Could you reproduce every one of the records below line for line, leaving out the pictures?

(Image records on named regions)
________

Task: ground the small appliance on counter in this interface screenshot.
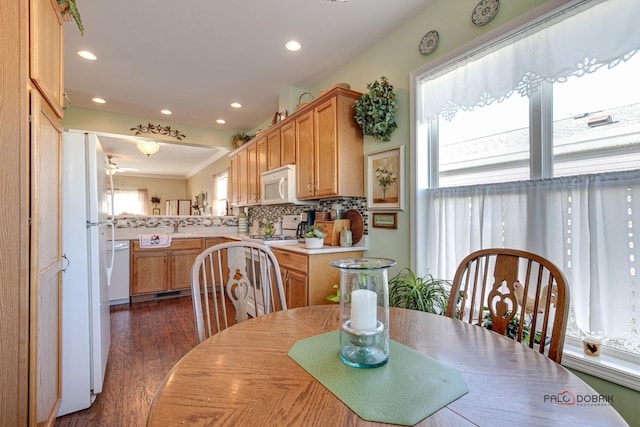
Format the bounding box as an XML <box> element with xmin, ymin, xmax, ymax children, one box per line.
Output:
<box><xmin>296</xmin><ymin>209</ymin><xmax>316</xmax><ymax>239</ymax></box>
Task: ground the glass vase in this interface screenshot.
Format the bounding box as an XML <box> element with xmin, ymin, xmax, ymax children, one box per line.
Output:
<box><xmin>331</xmin><ymin>258</ymin><xmax>395</xmax><ymax>368</ymax></box>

________

* _Right answer_:
Task: ground the small appliance on counter in this interface screenshot.
Format the bounding box as an XML <box> element with xmin, ymin, xmax, ymax children, one box per line.
Output:
<box><xmin>296</xmin><ymin>209</ymin><xmax>316</xmax><ymax>239</ymax></box>
Task: ground the glass vase in this interface screenshot.
Format the bounding box as an XML <box> element with xmin, ymin, xmax, ymax children, one box per line.
Output:
<box><xmin>331</xmin><ymin>258</ymin><xmax>395</xmax><ymax>368</ymax></box>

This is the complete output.